>>>>>

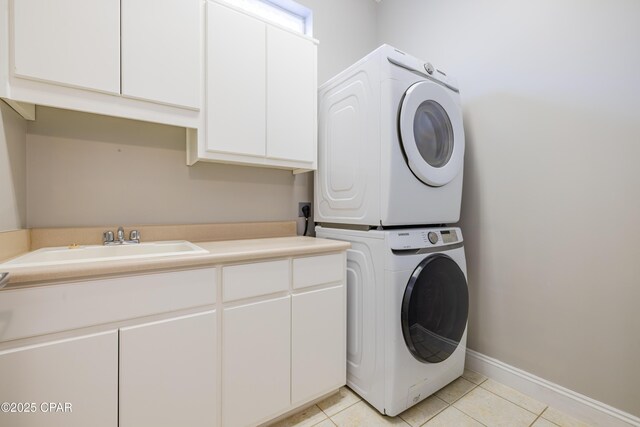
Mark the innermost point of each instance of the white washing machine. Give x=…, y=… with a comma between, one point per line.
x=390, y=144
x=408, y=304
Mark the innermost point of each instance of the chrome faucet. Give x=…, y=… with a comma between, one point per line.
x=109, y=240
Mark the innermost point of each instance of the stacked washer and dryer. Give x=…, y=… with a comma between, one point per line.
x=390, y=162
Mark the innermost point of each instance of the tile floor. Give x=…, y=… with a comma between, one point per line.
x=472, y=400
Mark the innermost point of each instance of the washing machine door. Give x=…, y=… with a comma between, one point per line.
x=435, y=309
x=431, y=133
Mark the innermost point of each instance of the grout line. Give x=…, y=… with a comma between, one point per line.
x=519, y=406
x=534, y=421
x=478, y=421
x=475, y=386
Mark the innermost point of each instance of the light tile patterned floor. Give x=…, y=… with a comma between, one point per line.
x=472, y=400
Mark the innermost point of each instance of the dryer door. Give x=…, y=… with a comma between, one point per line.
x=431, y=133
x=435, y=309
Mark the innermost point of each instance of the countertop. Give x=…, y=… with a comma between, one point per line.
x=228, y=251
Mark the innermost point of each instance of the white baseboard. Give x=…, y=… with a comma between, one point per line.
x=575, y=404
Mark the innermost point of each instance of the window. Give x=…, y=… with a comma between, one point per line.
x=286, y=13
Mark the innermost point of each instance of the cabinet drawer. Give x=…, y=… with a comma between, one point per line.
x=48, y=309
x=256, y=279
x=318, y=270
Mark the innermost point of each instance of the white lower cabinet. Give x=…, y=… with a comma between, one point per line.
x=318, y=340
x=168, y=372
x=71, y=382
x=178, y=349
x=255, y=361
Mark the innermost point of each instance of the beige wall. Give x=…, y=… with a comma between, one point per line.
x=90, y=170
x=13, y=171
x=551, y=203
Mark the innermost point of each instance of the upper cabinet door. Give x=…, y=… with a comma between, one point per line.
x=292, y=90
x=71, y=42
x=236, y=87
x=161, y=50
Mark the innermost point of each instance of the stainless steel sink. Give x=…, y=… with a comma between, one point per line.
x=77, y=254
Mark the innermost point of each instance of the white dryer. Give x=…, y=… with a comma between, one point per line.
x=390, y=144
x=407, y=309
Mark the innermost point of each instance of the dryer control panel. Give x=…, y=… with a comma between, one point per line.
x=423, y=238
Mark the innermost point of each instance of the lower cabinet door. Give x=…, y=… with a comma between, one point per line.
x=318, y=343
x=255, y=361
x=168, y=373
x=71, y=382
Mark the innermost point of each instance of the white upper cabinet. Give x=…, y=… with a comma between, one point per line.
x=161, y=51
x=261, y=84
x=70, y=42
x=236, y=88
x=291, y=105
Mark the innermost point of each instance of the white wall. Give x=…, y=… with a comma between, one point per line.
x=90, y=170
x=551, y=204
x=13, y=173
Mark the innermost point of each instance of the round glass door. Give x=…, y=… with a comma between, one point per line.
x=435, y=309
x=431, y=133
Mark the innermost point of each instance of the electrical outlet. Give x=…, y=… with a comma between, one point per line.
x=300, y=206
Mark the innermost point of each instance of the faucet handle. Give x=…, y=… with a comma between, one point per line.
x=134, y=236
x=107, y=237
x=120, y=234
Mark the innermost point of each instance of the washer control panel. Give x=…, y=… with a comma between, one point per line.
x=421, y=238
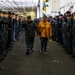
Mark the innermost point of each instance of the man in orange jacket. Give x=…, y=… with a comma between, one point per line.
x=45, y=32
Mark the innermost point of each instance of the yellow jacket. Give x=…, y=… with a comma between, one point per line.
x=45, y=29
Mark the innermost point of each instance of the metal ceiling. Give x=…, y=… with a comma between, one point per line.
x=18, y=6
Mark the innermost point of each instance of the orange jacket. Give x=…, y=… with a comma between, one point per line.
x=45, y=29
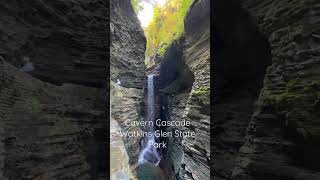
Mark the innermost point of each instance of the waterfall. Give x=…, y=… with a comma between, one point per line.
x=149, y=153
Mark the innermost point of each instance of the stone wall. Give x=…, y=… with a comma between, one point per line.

<<<<<

*SET EXERCISE*
Recast all of the material above as a Markdown table with the columns Row and Line, one numbered row per line, skipping blank lines and omitting the pictures.

*EXPECTED ANSWER*
| Row | Line |
|---|---|
| 1 | Mark the innermost point of each instance of the white washing machine. Give x=…, y=… with a comma between, one point per line. |
| 2 | x=390, y=144 |
| 3 | x=408, y=304 |
| 4 | Mark the innermost point of each instance of the chrome faucet. Give x=…, y=… with a comma between, one point per line. |
| 5 | x=109, y=240 |
| 6 | Mark the innermost point of each instance of the stacked washer and dryer. Give x=…, y=… with a comma between, one point per line. |
| 7 | x=390, y=162 |
| 8 | Mark the innermost point of each instance of the tile floor. Give x=…, y=… with a comma between, one point per line. |
| 9 | x=472, y=400 |
| 10 | Mark the innermost point of each instance of the washing machine door. Give x=…, y=… with a comma between, one point per line. |
| 11 | x=435, y=309 |
| 12 | x=431, y=133 |
| 13 | Mark the innermost point of each instance of the grout line. Give x=…, y=… with a comma between, one point per line. |
| 14 | x=519, y=406 |
| 15 | x=534, y=421 |
| 16 | x=478, y=421 |
| 17 | x=475, y=386 |
| 18 | Mark the innermost point of each instance of the light tile patterned floor. Give x=…, y=… with a comma between, one point per line. |
| 19 | x=472, y=400 |
| 20 | Mark the innermost point of each instance of the dryer door. Give x=…, y=… with a comma between, one point per line. |
| 21 | x=431, y=133 |
| 22 | x=435, y=309 |
| 23 | Mark the innermost point of each instance of the countertop. Give x=…, y=… with a comma between, one point per line. |
| 24 | x=228, y=251 |
| 25 | Mark the innermost point of each instance of the white baseboard. Give x=…, y=… with a comma between, one point per line. |
| 26 | x=575, y=404 |
| 27 | Mark the innermost point of each instance of the window. Give x=…, y=… with a comma between, one point per line. |
| 28 | x=286, y=13 |
| 29 | Mark the innermost point of each instance of the cabinet drawer. Give x=…, y=… with a comma between, one point per line. |
| 30 | x=48, y=309 |
| 31 | x=256, y=279 |
| 32 | x=318, y=270 |
| 33 | Mark the innermost point of each instance of the white lower cabinet. Give x=…, y=… with a comma between, one point per line. |
| 34 | x=318, y=340 |
| 35 | x=168, y=372 |
| 36 | x=71, y=382 |
| 37 | x=178, y=349 |
| 38 | x=255, y=361 |
| 39 | Mark the innermost point of each instance of the beige wall. Give x=…, y=… with a comma between, one point per line. |
| 40 | x=90, y=170 |
| 41 | x=13, y=171 |
| 42 | x=551, y=203 |
| 43 | Mark the innermost point of each instance of the upper cabinet door. Give x=…, y=… with a comma between, one point per line. |
| 44 | x=292, y=90 |
| 45 | x=71, y=42 |
| 46 | x=236, y=87 |
| 47 | x=161, y=50 |
| 48 | Mark the innermost point of each instance of the stainless steel sink. Give x=…, y=… with a comma between, one point per line. |
| 49 | x=77, y=254 |
| 50 | Mark the innermost point of each instance of the white dryer. Give x=…, y=… with a comma between, one point per line. |
| 51 | x=390, y=144 |
| 52 | x=407, y=309 |
| 53 | Mark the innermost point of each instance of the dryer control panel. Give x=…, y=… with a comma between, one point per line. |
| 54 | x=423, y=238 |
| 55 | Mark the innermost point of each instance of the lower cabinet door. Give x=…, y=… with a comma between, one point per line. |
| 56 | x=318, y=343 |
| 57 | x=255, y=361 |
| 58 | x=168, y=373 |
| 59 | x=71, y=382 |
| 60 | Mark the innermost point of each instance of the white upper cabinet. Give x=…, y=… with a comma between, one point per line. |
| 61 | x=161, y=51 |
| 62 | x=261, y=84 |
| 63 | x=70, y=42 |
| 64 | x=236, y=88 |
| 65 | x=291, y=105 |
| 66 | Mark the innermost point of each instance of the white wall. Give x=…, y=… with a comma between, one point per line. |
| 67 | x=90, y=170 |
| 68 | x=551, y=204 |
| 69 | x=13, y=173 |
| 70 | Mark the innermost point of each instance of the round glass door. Give x=…, y=… with a comma between, one point per line. |
| 71 | x=435, y=309 |
| 72 | x=431, y=133 |
| 73 | Mark the innermost point of each instance of the electrical outlet. Give x=…, y=… with a comma between, one point per line. |
| 74 | x=300, y=206 |
| 75 | Mark the innermost point of each instance of the faucet handle. Give x=…, y=… with a comma between, one point per line. |
| 76 | x=134, y=236 |
| 77 | x=107, y=237 |
| 78 | x=120, y=234 |
| 79 | Mark the innermost point of each instance of the washer control panel. Give x=…, y=… with a comma between, one point per line. |
| 80 | x=421, y=238 |
| 81 | Mark the innermost point of each instance of the man in orange jacket. Give x=…, y=… with a comma between, one point per line. |
| 82 | x=45, y=32 |
| 83 | Mark the innermost point of each instance of the yellow jacket. Give x=…, y=… with a comma between, one point per line. |
| 84 | x=45, y=29 |
| 85 | Mark the innermost point of each instance of the metal ceiling. Give x=…, y=… with a comma between, one point per line. |
| 86 | x=18, y=6 |
| 87 | Mark the innermost point of each instance of the orange jacket. Give x=…, y=… with a comma between, one point per line. |
| 88 | x=45, y=29 |
| 89 | Mark the innermost point of each instance of the waterfall. Give x=…, y=… with a comma between, one point per line. |
| 90 | x=149, y=153 |
| 91 | Mark the innermost point of each instance of the stone wall. Give x=…, y=… with a comma between, one point per line. |